▶ [Op te lossen]
Geef uit de onderstaande items elke regel weer waarin de tekenreeks "fabric" voorkomt.
□ □ □ □
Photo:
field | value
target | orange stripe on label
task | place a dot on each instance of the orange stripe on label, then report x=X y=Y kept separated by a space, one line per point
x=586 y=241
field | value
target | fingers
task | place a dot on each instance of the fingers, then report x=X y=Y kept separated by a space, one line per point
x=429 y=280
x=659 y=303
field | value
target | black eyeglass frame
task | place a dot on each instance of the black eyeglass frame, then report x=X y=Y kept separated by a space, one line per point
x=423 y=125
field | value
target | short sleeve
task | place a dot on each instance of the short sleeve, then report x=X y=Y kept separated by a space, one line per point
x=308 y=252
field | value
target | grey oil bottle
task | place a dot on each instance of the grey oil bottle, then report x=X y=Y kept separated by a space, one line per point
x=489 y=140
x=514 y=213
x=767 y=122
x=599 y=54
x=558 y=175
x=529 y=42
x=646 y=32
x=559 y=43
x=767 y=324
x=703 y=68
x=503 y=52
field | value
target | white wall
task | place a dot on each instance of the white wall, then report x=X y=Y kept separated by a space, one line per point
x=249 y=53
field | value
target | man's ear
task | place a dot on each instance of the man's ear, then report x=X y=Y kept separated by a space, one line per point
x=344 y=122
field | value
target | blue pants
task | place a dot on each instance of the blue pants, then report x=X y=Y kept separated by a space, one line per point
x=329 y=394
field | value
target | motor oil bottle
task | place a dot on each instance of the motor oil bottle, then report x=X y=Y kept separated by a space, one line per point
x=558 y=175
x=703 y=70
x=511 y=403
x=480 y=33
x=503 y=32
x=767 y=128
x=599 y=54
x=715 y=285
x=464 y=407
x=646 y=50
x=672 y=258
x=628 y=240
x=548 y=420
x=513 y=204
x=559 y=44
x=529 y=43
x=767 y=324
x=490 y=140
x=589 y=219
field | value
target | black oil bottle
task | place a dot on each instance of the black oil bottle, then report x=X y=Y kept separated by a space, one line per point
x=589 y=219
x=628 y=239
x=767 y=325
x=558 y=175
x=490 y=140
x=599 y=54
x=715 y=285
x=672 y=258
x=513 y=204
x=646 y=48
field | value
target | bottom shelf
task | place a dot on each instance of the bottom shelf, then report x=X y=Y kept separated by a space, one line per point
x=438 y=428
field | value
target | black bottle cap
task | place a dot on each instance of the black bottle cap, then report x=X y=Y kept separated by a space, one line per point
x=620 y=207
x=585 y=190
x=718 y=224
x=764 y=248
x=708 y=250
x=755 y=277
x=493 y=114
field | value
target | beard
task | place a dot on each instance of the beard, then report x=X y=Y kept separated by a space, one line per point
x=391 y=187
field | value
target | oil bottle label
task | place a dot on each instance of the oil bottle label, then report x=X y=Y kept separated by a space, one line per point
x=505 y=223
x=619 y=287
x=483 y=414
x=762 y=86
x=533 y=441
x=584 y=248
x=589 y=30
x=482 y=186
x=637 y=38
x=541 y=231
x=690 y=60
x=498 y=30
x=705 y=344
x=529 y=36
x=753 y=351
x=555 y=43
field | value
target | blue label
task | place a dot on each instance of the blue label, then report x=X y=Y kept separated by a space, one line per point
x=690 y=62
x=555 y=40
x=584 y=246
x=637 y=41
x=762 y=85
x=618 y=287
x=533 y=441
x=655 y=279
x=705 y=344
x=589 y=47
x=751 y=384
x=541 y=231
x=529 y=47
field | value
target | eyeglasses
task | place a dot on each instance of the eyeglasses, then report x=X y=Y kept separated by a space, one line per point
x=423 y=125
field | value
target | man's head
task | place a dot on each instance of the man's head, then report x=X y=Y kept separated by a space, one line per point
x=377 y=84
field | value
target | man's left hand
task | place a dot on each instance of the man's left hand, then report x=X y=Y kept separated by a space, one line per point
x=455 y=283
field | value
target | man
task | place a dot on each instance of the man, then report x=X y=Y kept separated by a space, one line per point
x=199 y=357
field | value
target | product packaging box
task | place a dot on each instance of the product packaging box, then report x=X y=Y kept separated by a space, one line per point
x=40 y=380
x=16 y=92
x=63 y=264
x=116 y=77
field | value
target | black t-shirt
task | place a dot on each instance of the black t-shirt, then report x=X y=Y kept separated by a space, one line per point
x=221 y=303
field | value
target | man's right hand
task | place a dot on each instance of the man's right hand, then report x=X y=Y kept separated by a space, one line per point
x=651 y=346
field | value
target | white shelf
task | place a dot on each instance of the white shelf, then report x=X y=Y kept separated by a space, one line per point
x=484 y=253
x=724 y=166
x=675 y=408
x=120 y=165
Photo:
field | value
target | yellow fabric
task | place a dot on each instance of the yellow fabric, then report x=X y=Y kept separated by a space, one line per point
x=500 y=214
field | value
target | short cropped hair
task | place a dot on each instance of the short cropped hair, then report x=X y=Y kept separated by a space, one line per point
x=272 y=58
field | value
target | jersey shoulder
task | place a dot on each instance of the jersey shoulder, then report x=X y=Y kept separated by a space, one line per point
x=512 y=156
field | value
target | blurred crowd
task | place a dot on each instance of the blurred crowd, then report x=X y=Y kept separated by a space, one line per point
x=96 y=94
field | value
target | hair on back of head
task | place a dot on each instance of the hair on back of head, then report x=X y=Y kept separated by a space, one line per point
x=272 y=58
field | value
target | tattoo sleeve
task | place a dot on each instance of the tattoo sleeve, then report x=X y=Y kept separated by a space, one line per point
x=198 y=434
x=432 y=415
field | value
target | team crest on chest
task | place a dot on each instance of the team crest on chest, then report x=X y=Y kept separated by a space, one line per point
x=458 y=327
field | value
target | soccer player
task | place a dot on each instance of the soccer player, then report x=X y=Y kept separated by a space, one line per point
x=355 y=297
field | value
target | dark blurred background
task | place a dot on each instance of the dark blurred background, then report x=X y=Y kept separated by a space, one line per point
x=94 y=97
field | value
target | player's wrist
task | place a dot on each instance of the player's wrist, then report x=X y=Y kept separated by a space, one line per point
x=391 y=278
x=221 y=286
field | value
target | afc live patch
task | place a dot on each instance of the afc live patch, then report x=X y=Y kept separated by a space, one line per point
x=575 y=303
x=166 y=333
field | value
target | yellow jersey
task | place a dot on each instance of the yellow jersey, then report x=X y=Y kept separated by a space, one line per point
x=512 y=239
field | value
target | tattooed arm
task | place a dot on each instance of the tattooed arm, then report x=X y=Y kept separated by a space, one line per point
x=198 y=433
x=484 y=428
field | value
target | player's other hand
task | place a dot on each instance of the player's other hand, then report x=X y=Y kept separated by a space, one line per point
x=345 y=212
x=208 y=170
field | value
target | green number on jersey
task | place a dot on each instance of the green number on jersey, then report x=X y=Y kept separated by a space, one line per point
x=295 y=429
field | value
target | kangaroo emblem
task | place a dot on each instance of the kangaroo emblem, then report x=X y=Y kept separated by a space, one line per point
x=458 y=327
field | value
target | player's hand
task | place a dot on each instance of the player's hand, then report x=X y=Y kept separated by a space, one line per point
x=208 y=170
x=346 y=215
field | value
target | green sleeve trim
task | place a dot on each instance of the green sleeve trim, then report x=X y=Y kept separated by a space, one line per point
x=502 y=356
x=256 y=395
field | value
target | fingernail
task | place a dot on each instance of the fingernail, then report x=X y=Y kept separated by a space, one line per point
□ □ □ □
▶ [Uitgewerkt antwoord]
target | yellow fabric
task | place a dot on each instance of the yellow fabric, then report x=X y=Y kept separated by a space, one line per point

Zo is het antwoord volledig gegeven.